→ **STATED PROBLEM**
Reproduce the data below word for word, keeping every line in its original order.

[begin DATASET EXTRACT]

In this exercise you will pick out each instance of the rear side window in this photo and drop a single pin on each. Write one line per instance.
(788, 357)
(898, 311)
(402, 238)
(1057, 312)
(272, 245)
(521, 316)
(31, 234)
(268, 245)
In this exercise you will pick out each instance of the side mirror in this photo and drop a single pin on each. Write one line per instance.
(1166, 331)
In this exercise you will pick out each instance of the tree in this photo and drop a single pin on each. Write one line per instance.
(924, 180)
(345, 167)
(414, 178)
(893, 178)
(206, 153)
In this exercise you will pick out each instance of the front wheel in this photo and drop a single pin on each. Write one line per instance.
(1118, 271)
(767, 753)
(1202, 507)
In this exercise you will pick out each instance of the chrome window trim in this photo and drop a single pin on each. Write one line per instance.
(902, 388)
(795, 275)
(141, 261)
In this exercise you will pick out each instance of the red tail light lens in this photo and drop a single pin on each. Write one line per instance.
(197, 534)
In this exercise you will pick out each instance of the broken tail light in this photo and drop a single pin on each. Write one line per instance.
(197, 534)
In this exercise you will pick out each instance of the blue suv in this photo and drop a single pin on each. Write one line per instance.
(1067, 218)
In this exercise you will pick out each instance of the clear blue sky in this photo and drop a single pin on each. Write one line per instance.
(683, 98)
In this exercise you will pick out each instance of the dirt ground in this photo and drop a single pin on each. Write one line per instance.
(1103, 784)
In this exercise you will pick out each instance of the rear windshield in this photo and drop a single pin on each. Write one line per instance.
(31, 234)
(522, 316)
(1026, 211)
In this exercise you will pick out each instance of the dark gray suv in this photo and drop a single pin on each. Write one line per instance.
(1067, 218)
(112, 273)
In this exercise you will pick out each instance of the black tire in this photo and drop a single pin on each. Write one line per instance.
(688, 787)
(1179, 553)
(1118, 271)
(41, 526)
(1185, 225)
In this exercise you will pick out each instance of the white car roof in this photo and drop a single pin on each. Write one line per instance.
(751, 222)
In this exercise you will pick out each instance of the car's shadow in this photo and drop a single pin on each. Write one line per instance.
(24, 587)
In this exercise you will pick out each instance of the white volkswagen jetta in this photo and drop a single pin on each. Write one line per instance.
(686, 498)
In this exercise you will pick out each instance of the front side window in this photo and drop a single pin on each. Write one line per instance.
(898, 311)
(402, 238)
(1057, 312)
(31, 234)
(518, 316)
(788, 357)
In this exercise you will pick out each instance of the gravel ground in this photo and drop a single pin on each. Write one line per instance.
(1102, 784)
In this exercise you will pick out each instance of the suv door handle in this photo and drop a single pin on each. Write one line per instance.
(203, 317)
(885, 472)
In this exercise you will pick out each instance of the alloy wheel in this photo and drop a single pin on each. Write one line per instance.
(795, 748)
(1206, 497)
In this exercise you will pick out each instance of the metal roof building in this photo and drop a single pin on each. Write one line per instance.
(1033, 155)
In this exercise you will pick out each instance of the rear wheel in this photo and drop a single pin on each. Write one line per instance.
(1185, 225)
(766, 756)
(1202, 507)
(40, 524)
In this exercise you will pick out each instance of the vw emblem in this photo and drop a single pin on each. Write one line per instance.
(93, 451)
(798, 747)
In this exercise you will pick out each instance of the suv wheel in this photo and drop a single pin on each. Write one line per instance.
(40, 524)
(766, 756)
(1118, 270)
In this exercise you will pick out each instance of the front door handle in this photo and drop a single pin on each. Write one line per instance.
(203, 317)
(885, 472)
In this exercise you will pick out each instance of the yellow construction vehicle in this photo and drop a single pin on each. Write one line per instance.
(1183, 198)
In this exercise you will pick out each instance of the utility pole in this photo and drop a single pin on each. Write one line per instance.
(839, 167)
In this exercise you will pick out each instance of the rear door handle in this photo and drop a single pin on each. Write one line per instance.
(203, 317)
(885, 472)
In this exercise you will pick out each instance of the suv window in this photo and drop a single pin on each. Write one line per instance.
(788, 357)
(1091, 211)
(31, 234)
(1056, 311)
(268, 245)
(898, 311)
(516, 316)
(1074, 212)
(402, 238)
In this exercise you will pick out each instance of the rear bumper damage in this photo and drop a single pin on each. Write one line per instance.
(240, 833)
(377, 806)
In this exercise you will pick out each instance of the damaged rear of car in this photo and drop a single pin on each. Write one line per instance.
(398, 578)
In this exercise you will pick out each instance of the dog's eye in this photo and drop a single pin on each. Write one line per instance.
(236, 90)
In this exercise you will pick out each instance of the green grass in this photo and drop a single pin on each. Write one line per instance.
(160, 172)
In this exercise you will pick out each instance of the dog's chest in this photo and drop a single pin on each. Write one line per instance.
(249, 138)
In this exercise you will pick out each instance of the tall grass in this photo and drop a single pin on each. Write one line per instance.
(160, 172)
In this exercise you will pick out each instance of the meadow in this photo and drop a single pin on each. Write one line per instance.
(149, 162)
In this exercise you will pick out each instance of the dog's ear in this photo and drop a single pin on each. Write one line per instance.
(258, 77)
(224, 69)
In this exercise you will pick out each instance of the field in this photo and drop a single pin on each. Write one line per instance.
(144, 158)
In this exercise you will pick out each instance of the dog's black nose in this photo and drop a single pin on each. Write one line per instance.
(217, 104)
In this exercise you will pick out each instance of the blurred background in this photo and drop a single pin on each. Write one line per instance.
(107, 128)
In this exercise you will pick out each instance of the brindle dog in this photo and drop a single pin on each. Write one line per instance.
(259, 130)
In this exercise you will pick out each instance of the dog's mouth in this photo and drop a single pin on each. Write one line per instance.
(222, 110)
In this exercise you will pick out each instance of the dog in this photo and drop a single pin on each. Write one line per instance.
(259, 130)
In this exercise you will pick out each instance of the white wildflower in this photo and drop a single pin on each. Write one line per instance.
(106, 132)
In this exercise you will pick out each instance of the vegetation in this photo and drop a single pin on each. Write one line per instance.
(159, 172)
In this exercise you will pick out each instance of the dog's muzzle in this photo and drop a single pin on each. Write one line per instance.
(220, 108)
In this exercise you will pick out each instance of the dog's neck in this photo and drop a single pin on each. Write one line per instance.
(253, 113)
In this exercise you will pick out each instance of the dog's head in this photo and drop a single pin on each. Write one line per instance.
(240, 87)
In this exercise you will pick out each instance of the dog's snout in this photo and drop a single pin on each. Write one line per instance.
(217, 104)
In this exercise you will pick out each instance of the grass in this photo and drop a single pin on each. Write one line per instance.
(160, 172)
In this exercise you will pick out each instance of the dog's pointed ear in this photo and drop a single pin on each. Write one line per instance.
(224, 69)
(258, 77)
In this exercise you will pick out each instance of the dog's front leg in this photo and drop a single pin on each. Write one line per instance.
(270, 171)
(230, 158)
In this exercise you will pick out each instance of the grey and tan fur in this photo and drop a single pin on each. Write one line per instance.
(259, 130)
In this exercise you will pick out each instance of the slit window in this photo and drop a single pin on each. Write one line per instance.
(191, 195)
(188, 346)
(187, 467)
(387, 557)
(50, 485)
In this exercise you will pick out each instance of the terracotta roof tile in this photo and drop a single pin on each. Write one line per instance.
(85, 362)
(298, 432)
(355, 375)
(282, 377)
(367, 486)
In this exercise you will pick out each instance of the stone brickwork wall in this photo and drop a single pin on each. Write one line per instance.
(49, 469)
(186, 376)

[end DATASET EXTRACT]

→ **ANSWER FOR THE TASK**
In this exercise you will pick out each instance of the rear side window in this photo and drop a single pin on each. Write one line per instance.
(788, 357)
(898, 311)
(402, 238)
(1057, 312)
(272, 245)
(521, 316)
(31, 234)
(268, 245)
In this exercise you will pick out each instance of the side mirror in this photo and drop a single pin on each. Write one line per instance.
(1166, 331)
In this exercise you will pick out each instance of the tree in this photo and drop a single pin on each. Write one line per instance.
(924, 180)
(345, 167)
(414, 178)
(893, 178)
(206, 153)
In this exercise you will pick out each instance of the front wheel in this photo and drop a single pin on each. Write one line per instance.
(1118, 271)
(767, 753)
(1202, 507)
In this exercise you will pick out each instance of the chrome window trim in this photo and drop a single pin on each. Write one line per instance.
(902, 388)
(795, 275)
(141, 261)
In this exercise you will pick out each instance of the red tail light lens in this photo and drop a single pin on each. Write one line per instance.
(197, 534)
In this exercise you will pick out each instance of the broken tail light in this photo and drop a single pin on each. Write one line per instance.
(197, 534)
In this exercise you will pick out each instance of the blue suv in this photo and drop a single pin on each. Write one line per instance.
(1067, 218)
In this exercise you will pick out each instance of the clear blue sky in this photo and drop a single pin on each. Write one line per instance.
(683, 98)
In this exercise you will pick out each instance of the dirt ground in this photo and drop a single pin on each. Write one line per instance.
(1103, 784)
In this exercise you will pick out each instance of the rear windshield in this photo and drop a single pin on each. Write one line per instance.
(31, 234)
(522, 316)
(1026, 211)
In this exercise you will pick out each instance of the dark gray suv in this photo and drop a single pin on each. Write one line per instance.
(1067, 218)
(112, 273)
In this exercise you will pick out each instance of the black tire in this photo and drop a single pin on each. Write one line per instance.
(688, 787)
(1179, 553)
(1118, 271)
(41, 526)
(1185, 225)
In this exercise you will pick out each instance of the white car roof in this photo and drop a single pin on each. Write one line per instance.
(751, 222)
In this exercise you will pick out each instance of the car's shadow in this photo and drop a single pin on each. Write one line per instance.
(24, 587)
In this exercise you will pick out each instance of the white volkswagen jetta in this photo and drop a single pin on each. Write one line per instance.
(686, 498)
In this exercise you will pick out each instance of the front side window in this photo and drop a single pin on each. Write one line per instance.
(898, 311)
(402, 238)
(1057, 312)
(31, 234)
(518, 316)
(788, 357)
In this exercise you will pick out each instance of the gravel ground in this photo and drop a single pin on each. Write one line per instance.
(1102, 784)
In this exercise you will pick out each instance of the suv door handle in this photo and drop a single pin on each. Write one line per instance.
(203, 317)
(885, 472)
In this exercise you will pick out each instance of the alloy wheel in this photo and drop a single pin on each. Write one line per instance.
(795, 748)
(1206, 497)
In this exercise you will pick out each instance of the metal roof building in this photo and drop a single pin on each. Write one line per instance.
(1033, 155)
In this exercise you will pick out each instance of the rear wheel in this photo and drop a single pin on each. Write one line per instance.
(1185, 225)
(766, 756)
(1202, 507)
(40, 524)
In this exercise you will pick out each instance of the vw emblem in this photo and drop a single pin on each. Write one line per instance.
(93, 451)
(798, 747)
In this exercise you will pick out each instance of the suv wheel in this photo and drop a single pin on each. Write one line per instance.
(40, 524)
(766, 756)
(1118, 270)
In this exercise you will pick out each instance of the front door handle in this photo and drop a single pin on each. Write one line per instance.
(203, 317)
(885, 472)
In this exercise you will pick out each instance of the yellow construction vehicle in this photo and drop a single pin on each. Write one line per instance.
(1183, 198)
In this exercise you will pick out each instance of the utility pole in this photo and drop a single pin on each. Write one line per instance.
(839, 167)
In this exercise you will pick out each instance of the rear door handle in this photo and drop a single pin on each. Write one line per instance.
(203, 317)
(885, 472)
In this exercise you will pick out each instance of the suv window in this photo and drop a single pin on each. Write one line per instance.
(788, 357)
(1091, 211)
(31, 234)
(1056, 311)
(268, 245)
(898, 311)
(516, 316)
(1074, 212)
(402, 238)
In this exercise you will pick out each instance of the rear bumper damage in this photo and drop a single pin on each. Write one line per instance.
(240, 833)
(377, 806)
In this exercise you will pick out each instance of the damaged rear of car in this photo and drop a single pin on each. Write one line per instance.
(398, 578)
In this exercise you will pick out each instance of the dog's eye in this photo and drop a single pin on each. Write one line per instance.
(236, 90)
In this exercise you will pick out each instance of the green grass in this photo and drop a single pin on each. Write one line per instance.
(160, 172)
In this exercise you will pick out each instance of the dog's chest in this photo and drop a single pin on each. Write one line per instance.
(249, 138)
In this exercise you will pick out each instance of the tall grass in this photo and drop a single pin on each. Write one line per instance.
(160, 172)
In this exercise you will pick out each instance of the meadow in this photo and drop a single pin on each. Write one line per instance.
(149, 162)
In this exercise you will pick out each instance of the dog's ear in this photo and drop a single pin on each. Write one line per instance.
(258, 77)
(224, 69)
In this exercise you will pick out each instance of the field in this photo and drop a single pin on each. Write one line per instance.
(144, 158)
In this exercise you will pick out each instance of the dog's black nose in this photo and drop a single pin on each. Write one line per instance.
(217, 104)
In this exercise you will pick out each instance of the blurred background in this photo and drop a single pin on each. Write one line per instance.
(107, 128)
In this exercise you will pick out each instance of the brindle dog in this photo and drop a single pin on each. Write one line per instance.
(259, 130)
In this exercise you will pick out each instance of the dog's mouth in this photo and drop a single pin on each. Write one line per instance.
(222, 110)
In this exercise you will pick out each instance of the dog in this photo and drop a single pin on each. Write one line per instance.
(259, 130)
In this exercise you will pick out each instance of the white wildflower in this photo and drop a single pin on each. Write one line per instance.
(106, 132)
In this exercise you will pick out each instance of the vegetation in this photo and drop a single pin on each. Write one line per instance.
(159, 172)
In this exercise you will pick out each instance of the dog's muzzle in this photo and drop a single pin on each. Write one line per instance.
(220, 108)
In this exercise you will pick out each instance of the dog's neck in this photo and drop a single pin on each. Write one line per instance.
(253, 113)
In this exercise you will pick out each instance of the dog's head in this photo and drop a single pin on each. Write one line per instance.
(240, 87)
In this exercise you will pick out each instance of the dog's snout in this photo and drop a single pin on each. Write one line per instance.
(217, 104)
In this exercise you will pick out each instance of the grass in this photo and drop a single pin on each. Write one line per instance.
(160, 172)
In this exercise you will pick out each instance of the dog's pointed ear in this photo and drop a single pin on each. Write one line per instance.
(224, 69)
(258, 77)
In this exercise you will pick out each instance of the dog's front leg in this photo and drop a single pin on each. Write one line per instance.
(270, 171)
(230, 158)
In this exercise you will pick out each instance of the grey and tan fur in this photo and drop a single pin on each. Write one line per instance.
(259, 130)
In this exercise you will pick out each instance of the slit window in this photo and drop a single pin on each. Write one line per instance.
(191, 195)
(188, 346)
(187, 467)
(387, 557)
(50, 485)
In this exercise you will pick out each instance of the terracotta roof tile in this photo and drop a single pin on each. Write one line per instance.
(85, 362)
(298, 432)
(355, 375)
(282, 377)
(367, 486)
In this exercise you will pick out each instance of the stone brickwork wall in this photo and drop a single pin on each. Write one line per instance.
(49, 469)
(186, 376)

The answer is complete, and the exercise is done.